*** Begin section ***

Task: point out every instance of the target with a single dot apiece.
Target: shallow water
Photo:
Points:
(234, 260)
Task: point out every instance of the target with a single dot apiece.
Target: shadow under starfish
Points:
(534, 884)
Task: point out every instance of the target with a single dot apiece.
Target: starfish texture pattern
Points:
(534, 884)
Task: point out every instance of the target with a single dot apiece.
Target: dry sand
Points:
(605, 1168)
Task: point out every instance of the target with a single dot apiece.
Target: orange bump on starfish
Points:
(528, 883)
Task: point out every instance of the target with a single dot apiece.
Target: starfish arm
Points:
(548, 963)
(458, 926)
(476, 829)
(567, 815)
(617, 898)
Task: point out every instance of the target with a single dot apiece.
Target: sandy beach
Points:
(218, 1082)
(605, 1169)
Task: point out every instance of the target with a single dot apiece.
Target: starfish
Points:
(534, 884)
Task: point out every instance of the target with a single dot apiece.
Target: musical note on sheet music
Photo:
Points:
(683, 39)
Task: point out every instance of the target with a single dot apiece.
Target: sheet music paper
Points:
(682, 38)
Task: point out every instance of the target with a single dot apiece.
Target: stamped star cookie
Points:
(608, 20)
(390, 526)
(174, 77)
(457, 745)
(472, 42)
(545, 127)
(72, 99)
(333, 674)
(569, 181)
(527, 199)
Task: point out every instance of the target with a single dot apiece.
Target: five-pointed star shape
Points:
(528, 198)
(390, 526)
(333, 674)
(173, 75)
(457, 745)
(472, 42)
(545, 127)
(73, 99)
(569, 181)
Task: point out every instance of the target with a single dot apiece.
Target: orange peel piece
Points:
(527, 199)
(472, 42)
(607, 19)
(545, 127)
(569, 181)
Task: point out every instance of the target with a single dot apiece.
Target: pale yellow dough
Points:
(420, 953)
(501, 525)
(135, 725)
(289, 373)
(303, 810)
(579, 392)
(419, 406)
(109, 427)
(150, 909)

*** End section ***

Task directions
Search the entries for the word "starfish" and show every line that has it.

Problem solution
Target: shadow under starfish
Target: starfish texture pattern
Target: orange bump on starfish
Target: starfish arm
Target: starfish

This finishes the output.